▶ _LISTED ENTRIES_

-.-.-

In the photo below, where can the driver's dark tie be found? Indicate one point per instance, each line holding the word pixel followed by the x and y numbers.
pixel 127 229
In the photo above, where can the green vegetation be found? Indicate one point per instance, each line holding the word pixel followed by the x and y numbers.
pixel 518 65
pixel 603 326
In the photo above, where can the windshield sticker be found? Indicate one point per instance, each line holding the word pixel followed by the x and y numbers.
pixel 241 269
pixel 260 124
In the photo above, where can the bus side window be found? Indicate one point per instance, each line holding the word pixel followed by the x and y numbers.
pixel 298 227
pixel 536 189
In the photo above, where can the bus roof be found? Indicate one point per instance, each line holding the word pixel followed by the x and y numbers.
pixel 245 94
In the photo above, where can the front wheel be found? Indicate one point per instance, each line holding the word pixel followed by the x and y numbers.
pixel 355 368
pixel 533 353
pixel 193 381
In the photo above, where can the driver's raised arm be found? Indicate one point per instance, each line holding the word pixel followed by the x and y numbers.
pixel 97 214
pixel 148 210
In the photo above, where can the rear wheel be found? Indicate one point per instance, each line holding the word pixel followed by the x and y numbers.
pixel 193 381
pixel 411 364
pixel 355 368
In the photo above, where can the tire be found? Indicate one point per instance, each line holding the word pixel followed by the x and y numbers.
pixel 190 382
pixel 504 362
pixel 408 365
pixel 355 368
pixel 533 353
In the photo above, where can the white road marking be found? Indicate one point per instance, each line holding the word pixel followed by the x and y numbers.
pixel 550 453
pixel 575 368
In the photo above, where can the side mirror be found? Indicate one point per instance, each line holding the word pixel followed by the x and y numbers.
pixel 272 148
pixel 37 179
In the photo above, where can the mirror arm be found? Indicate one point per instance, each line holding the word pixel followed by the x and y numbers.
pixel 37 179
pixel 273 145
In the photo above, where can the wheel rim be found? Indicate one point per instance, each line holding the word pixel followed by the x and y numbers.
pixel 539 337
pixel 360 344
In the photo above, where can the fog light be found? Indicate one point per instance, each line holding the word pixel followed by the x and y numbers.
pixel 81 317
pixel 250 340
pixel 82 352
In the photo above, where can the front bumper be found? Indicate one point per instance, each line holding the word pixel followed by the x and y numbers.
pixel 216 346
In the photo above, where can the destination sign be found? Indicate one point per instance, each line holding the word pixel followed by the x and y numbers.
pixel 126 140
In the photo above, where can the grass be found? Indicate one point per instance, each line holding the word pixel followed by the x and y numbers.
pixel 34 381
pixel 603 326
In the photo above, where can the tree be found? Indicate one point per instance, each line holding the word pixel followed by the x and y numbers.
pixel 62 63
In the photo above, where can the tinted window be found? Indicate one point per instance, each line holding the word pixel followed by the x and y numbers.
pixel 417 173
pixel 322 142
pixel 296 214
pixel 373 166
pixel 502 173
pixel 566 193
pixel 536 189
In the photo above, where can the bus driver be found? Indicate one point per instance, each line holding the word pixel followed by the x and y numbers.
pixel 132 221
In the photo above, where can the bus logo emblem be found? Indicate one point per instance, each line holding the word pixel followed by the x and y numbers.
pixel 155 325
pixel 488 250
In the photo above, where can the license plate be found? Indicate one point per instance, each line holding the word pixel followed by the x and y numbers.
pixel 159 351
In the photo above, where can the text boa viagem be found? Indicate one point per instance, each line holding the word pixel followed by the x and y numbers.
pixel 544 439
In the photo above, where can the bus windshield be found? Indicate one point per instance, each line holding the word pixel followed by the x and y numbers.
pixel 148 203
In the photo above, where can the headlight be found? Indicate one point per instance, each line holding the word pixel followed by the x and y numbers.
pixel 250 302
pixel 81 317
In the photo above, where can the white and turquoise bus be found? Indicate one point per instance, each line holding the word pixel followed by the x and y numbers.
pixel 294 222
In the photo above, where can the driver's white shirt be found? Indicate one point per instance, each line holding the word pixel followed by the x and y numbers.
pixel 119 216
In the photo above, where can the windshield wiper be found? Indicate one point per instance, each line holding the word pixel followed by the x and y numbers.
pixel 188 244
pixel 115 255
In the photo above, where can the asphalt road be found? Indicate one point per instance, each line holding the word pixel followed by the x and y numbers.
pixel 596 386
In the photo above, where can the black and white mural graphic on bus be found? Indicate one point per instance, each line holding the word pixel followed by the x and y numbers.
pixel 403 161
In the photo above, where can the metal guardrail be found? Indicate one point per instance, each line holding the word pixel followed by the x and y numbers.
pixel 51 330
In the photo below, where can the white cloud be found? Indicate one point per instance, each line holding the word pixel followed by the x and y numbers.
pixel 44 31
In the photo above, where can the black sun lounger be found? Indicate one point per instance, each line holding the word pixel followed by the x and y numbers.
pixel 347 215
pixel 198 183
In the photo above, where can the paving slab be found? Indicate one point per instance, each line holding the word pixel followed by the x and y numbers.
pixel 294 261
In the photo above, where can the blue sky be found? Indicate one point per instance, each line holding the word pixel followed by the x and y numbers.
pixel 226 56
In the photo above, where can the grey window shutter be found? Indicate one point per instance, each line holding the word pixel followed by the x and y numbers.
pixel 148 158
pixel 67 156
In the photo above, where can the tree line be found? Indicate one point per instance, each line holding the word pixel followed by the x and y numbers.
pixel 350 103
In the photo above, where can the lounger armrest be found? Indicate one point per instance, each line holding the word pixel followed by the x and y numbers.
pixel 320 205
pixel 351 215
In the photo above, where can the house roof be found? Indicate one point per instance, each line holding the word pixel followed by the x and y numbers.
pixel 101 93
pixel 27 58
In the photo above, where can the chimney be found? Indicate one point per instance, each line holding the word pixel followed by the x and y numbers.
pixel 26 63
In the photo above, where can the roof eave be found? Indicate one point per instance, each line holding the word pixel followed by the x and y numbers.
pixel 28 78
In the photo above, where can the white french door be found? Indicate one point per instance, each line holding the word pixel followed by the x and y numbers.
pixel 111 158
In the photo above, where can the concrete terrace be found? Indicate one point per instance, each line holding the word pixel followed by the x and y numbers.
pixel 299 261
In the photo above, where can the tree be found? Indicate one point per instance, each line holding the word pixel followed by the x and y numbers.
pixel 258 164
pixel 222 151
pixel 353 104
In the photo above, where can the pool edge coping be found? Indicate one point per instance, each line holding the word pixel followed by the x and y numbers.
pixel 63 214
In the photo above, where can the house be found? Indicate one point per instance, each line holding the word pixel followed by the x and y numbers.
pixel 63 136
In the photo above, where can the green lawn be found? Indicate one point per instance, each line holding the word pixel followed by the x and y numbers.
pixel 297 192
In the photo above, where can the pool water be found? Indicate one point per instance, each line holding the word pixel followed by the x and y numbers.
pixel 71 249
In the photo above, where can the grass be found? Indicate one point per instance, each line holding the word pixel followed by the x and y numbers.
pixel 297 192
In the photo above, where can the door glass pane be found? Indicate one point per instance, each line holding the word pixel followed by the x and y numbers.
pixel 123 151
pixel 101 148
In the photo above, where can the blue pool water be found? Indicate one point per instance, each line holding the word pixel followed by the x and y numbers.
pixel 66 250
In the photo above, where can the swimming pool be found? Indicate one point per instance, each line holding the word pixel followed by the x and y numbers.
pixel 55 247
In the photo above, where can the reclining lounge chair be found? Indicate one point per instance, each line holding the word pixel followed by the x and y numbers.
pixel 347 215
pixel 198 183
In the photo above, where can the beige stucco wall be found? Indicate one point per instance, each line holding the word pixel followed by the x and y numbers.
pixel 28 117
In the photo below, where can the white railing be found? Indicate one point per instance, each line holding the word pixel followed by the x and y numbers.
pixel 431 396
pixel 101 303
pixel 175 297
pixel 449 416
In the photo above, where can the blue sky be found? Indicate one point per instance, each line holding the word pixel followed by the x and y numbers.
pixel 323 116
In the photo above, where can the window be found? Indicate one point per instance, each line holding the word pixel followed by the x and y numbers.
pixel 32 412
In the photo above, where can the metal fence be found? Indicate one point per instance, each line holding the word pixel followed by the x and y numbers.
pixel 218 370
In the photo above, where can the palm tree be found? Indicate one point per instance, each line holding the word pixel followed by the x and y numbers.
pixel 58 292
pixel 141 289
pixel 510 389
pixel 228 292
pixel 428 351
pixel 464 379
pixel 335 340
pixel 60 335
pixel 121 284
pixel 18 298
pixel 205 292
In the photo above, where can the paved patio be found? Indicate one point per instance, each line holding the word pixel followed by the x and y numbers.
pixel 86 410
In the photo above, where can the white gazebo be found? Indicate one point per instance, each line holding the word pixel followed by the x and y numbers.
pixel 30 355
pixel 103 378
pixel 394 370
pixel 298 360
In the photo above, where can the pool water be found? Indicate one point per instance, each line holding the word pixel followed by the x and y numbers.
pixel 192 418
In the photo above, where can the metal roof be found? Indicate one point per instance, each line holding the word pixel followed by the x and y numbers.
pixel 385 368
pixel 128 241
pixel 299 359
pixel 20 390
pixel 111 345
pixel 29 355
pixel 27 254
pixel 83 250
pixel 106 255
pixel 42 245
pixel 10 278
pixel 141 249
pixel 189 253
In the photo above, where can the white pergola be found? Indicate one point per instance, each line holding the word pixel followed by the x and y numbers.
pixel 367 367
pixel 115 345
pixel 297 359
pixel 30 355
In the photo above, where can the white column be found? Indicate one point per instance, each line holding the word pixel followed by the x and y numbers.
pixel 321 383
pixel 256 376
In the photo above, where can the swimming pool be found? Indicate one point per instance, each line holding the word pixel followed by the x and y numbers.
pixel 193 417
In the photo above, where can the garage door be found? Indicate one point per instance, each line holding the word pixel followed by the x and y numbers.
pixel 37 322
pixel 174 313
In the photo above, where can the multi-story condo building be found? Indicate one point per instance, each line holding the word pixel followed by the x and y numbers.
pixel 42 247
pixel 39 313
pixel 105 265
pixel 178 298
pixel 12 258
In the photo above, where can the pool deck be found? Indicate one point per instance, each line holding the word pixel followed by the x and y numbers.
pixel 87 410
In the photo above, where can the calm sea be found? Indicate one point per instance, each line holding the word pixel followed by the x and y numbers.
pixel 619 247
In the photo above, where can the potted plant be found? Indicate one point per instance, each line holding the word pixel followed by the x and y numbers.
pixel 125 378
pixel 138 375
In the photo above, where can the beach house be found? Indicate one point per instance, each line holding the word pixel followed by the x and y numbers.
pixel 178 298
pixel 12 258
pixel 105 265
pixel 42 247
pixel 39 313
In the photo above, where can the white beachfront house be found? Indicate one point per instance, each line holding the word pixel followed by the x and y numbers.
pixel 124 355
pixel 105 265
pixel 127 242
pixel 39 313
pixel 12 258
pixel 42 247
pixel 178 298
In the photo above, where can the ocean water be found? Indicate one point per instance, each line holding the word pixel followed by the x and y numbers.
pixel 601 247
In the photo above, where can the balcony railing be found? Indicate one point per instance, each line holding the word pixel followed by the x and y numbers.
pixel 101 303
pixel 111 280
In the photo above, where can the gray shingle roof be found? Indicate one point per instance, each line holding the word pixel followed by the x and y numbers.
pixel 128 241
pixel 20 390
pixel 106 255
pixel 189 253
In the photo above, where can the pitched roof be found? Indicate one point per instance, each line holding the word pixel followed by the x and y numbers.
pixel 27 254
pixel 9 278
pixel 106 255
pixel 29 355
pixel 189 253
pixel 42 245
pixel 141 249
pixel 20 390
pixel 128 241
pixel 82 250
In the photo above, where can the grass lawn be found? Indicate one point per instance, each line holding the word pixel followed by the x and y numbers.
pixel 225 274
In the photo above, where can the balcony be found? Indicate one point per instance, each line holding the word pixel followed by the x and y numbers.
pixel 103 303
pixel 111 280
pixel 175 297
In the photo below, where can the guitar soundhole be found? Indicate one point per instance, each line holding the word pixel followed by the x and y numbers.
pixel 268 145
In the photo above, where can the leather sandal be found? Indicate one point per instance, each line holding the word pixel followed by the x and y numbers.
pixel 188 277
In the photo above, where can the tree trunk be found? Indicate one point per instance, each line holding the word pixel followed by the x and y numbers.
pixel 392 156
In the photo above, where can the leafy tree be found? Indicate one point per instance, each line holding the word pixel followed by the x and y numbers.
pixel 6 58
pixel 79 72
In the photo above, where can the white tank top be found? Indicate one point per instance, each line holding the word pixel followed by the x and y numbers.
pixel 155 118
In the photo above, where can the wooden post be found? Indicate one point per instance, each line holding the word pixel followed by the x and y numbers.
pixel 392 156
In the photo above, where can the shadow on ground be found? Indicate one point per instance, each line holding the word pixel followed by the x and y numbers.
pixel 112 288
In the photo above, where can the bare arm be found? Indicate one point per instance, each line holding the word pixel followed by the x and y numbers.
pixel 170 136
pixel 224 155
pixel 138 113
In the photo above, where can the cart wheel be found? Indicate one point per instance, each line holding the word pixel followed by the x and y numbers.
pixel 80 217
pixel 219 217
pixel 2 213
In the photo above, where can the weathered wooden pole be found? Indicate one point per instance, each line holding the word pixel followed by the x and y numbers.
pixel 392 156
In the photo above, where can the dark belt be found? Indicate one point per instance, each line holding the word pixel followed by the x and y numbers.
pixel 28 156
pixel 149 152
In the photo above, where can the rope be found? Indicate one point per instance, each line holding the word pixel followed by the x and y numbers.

-.-.-

▶ _YOUR TASK_
Rewrite the entries starting at the very first one and ending at the line containing "pixel 260 124", swapping "windshield sticker" for "windshield decal" and leaving everything else as it is.

▶ _COMPLETE ANSWER_
In the photo below, where can the driver's dark tie be found? Indicate one point per instance, each line holding the word pixel followed by the x and y numbers.
pixel 127 229
In the photo above, where can the green vegetation be found? Indicate one point per instance, each line holding the word pixel followed by the x and y numbers.
pixel 518 65
pixel 603 326
In the photo above, where can the windshield decal be found? Indicate one point per instance, each line holding the word pixel followed by the x and y numbers.
pixel 241 269
pixel 260 124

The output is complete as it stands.